Aim: Copy the data below word for word, starting at the line that contains "Please tag the port" and continuing through the final line of the data. Include both of those lines, and leave out everything before the starting line.

Dataset rows:
────────────────

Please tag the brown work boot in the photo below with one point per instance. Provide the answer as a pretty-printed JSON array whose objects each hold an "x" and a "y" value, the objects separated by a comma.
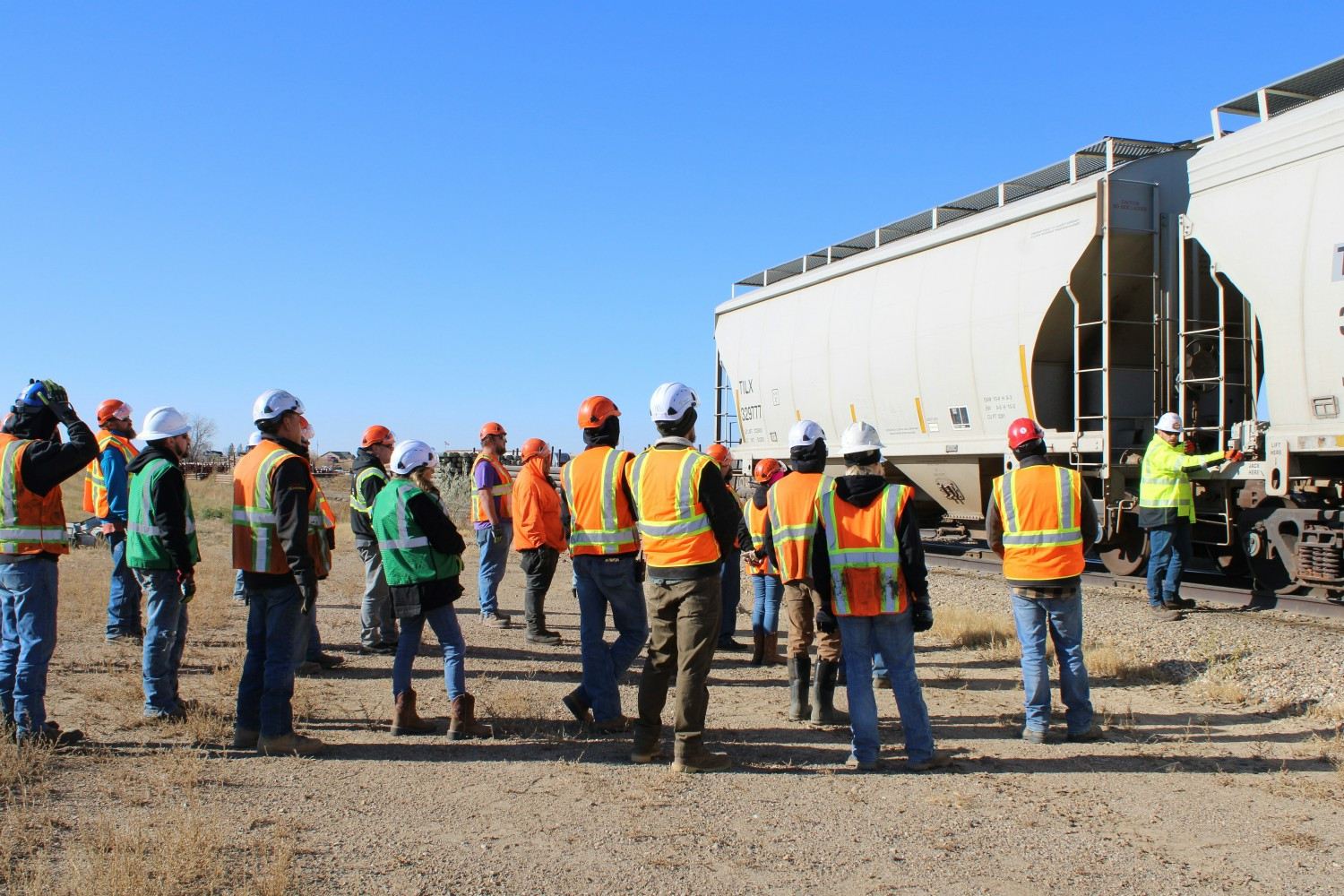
[
  {"x": 462, "y": 720},
  {"x": 693, "y": 756},
  {"x": 290, "y": 745},
  {"x": 406, "y": 720}
]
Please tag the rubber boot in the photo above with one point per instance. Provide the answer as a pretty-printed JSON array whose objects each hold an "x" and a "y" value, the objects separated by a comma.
[
  {"x": 406, "y": 720},
  {"x": 462, "y": 720},
  {"x": 824, "y": 694},
  {"x": 800, "y": 680}
]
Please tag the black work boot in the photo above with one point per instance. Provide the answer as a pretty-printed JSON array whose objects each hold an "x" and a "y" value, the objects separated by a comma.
[
  {"x": 824, "y": 694},
  {"x": 800, "y": 681}
]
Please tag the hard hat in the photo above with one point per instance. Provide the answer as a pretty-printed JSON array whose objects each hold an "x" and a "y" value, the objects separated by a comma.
[
  {"x": 411, "y": 454},
  {"x": 719, "y": 452},
  {"x": 1023, "y": 430},
  {"x": 378, "y": 435},
  {"x": 113, "y": 410},
  {"x": 806, "y": 435},
  {"x": 859, "y": 438},
  {"x": 671, "y": 402},
  {"x": 163, "y": 424},
  {"x": 597, "y": 410},
  {"x": 1169, "y": 422},
  {"x": 271, "y": 403},
  {"x": 766, "y": 469}
]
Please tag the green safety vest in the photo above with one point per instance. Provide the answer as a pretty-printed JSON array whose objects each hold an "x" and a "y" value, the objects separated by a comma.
[
  {"x": 408, "y": 555},
  {"x": 145, "y": 547}
]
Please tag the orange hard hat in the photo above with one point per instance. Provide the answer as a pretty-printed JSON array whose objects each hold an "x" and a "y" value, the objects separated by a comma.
[
  {"x": 113, "y": 410},
  {"x": 597, "y": 410},
  {"x": 719, "y": 452},
  {"x": 766, "y": 469},
  {"x": 378, "y": 435}
]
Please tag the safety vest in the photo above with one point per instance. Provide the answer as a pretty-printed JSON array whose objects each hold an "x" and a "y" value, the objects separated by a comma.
[
  {"x": 145, "y": 546},
  {"x": 257, "y": 546},
  {"x": 601, "y": 517},
  {"x": 408, "y": 555},
  {"x": 674, "y": 527},
  {"x": 96, "y": 487},
  {"x": 792, "y": 504},
  {"x": 1040, "y": 508},
  {"x": 499, "y": 490},
  {"x": 29, "y": 522},
  {"x": 1164, "y": 493},
  {"x": 865, "y": 551},
  {"x": 755, "y": 524}
]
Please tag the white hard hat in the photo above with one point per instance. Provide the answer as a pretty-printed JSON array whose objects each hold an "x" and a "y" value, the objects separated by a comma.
[
  {"x": 163, "y": 424},
  {"x": 1169, "y": 422},
  {"x": 859, "y": 438},
  {"x": 411, "y": 454},
  {"x": 806, "y": 435},
  {"x": 271, "y": 403},
  {"x": 671, "y": 402}
]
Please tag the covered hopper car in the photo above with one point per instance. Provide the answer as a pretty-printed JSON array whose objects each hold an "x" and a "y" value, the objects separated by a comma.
[{"x": 1131, "y": 279}]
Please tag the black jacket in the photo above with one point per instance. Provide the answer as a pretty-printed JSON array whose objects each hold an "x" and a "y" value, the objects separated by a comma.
[
  {"x": 862, "y": 490},
  {"x": 168, "y": 504},
  {"x": 359, "y": 521}
]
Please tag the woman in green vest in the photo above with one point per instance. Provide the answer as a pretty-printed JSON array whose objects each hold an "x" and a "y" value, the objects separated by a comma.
[
  {"x": 422, "y": 559},
  {"x": 161, "y": 552}
]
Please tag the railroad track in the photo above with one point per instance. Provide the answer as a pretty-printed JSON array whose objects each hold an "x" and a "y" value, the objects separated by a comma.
[{"x": 1201, "y": 584}]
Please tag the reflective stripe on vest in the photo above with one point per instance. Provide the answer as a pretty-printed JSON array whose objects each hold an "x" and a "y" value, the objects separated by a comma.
[
  {"x": 607, "y": 528},
  {"x": 500, "y": 490},
  {"x": 792, "y": 503},
  {"x": 875, "y": 546},
  {"x": 1040, "y": 508}
]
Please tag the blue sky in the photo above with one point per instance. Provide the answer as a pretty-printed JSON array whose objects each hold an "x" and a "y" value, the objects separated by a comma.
[{"x": 435, "y": 215}]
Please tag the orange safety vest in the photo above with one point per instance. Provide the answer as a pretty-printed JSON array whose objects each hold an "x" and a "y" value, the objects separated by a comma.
[
  {"x": 755, "y": 524},
  {"x": 257, "y": 546},
  {"x": 674, "y": 525},
  {"x": 865, "y": 549},
  {"x": 792, "y": 504},
  {"x": 500, "y": 490},
  {"x": 29, "y": 522},
  {"x": 96, "y": 487},
  {"x": 601, "y": 517},
  {"x": 1040, "y": 508}
]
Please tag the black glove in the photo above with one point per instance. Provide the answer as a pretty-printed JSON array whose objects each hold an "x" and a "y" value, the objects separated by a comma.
[{"x": 921, "y": 616}]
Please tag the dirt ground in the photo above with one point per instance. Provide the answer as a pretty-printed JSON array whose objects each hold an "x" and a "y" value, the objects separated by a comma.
[{"x": 1185, "y": 796}]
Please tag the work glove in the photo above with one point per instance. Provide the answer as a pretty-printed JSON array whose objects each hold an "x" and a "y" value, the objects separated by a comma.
[{"x": 921, "y": 616}]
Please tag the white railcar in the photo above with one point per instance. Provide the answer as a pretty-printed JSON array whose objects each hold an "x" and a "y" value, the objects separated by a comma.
[{"x": 1093, "y": 295}]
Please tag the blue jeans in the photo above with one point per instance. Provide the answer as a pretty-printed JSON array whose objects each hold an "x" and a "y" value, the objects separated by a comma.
[
  {"x": 765, "y": 613},
  {"x": 124, "y": 594},
  {"x": 1168, "y": 549},
  {"x": 607, "y": 582},
  {"x": 29, "y": 627},
  {"x": 444, "y": 622},
  {"x": 494, "y": 556},
  {"x": 895, "y": 638},
  {"x": 166, "y": 634},
  {"x": 730, "y": 576},
  {"x": 266, "y": 686},
  {"x": 1064, "y": 618}
]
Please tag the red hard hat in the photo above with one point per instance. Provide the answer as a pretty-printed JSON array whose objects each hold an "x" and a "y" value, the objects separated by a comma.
[
  {"x": 1023, "y": 430},
  {"x": 766, "y": 469},
  {"x": 597, "y": 410},
  {"x": 378, "y": 435}
]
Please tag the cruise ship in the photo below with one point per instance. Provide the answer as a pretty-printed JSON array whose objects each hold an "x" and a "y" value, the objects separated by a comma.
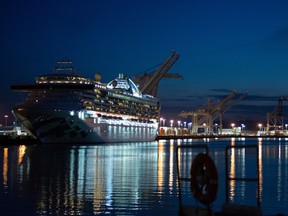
[{"x": 64, "y": 107}]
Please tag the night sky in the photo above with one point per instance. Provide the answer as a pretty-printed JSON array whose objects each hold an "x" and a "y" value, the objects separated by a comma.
[{"x": 223, "y": 45}]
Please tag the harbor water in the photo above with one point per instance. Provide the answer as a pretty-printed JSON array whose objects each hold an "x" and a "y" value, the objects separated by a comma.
[{"x": 135, "y": 178}]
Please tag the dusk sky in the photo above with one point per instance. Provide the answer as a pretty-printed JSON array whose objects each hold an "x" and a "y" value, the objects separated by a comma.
[{"x": 223, "y": 46}]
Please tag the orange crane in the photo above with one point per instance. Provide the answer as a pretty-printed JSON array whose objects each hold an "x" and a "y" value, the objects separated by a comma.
[{"x": 148, "y": 82}]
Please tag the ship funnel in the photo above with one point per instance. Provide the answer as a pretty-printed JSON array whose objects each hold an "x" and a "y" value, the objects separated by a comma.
[{"x": 98, "y": 77}]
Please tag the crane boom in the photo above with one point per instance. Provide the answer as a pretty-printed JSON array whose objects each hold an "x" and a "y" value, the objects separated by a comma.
[{"x": 160, "y": 73}]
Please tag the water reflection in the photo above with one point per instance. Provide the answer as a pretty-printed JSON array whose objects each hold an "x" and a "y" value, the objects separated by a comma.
[{"x": 134, "y": 178}]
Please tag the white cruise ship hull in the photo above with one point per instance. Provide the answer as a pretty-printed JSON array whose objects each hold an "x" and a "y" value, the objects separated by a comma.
[{"x": 55, "y": 126}]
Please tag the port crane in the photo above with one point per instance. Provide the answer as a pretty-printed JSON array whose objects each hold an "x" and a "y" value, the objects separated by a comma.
[
  {"x": 275, "y": 119},
  {"x": 148, "y": 82},
  {"x": 204, "y": 116}
]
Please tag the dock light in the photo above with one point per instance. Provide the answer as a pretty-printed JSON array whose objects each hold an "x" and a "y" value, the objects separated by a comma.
[
  {"x": 260, "y": 126},
  {"x": 161, "y": 119},
  {"x": 171, "y": 123},
  {"x": 6, "y": 119}
]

────────────────

Solution for this task:
Please tag the port crane in the photo above with one point per instance. Provide the answer as a pretty-printed JSON array whose objects each hold an "x" and a "y" value, the objects separated by a comma.
[
  {"x": 275, "y": 119},
  {"x": 148, "y": 82},
  {"x": 204, "y": 116}
]
Please tag the dock light in the photo above with one point per instance. Provide the answer as a pretty-printed JSON array whose objects each hold an "x" and a "y" value, the objects separated by a comma.
[
  {"x": 260, "y": 126},
  {"x": 161, "y": 119},
  {"x": 171, "y": 123},
  {"x": 6, "y": 119}
]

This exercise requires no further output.